>> begin PROVIDED DATA

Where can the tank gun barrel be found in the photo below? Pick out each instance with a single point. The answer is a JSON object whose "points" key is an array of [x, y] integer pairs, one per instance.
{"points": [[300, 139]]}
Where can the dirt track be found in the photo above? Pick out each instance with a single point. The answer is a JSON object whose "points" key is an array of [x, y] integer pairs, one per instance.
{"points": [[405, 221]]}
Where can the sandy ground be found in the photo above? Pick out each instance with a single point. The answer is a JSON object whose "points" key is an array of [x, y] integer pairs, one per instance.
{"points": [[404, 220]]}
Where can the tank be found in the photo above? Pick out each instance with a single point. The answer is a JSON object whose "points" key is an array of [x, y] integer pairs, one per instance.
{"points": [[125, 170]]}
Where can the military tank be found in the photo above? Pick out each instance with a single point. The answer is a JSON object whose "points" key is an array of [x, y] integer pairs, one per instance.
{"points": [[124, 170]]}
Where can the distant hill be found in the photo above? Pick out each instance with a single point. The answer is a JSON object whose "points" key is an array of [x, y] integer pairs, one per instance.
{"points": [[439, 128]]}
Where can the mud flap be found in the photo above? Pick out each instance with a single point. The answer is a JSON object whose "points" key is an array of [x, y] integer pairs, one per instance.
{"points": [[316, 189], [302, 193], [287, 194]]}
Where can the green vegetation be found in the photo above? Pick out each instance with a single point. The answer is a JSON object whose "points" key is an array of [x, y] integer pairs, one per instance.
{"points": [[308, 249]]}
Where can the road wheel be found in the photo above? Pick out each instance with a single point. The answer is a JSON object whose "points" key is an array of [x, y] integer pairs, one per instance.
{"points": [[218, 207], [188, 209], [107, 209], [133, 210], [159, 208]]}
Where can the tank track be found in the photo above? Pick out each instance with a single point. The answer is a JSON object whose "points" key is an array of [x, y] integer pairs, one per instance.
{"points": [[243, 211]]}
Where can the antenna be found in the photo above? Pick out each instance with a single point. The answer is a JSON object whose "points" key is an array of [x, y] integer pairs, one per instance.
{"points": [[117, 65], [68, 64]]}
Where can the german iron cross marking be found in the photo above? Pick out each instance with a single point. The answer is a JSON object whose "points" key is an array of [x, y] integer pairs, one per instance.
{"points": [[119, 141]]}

>> end PROVIDED DATA

SHORT TASK
Lay out the entries from the line with "Where can the german" through the end of the entries as a numbered list, leaving out blank lines.

RESPONSE TO THE EXERCISE
1. Where can the german iron cross marking be found in the photo above? Pick out each instance with a single point. The answer is a JSON object whose "points" key is an array of [x, y] integer pairs, one per instance.
2. {"points": [[119, 141]]}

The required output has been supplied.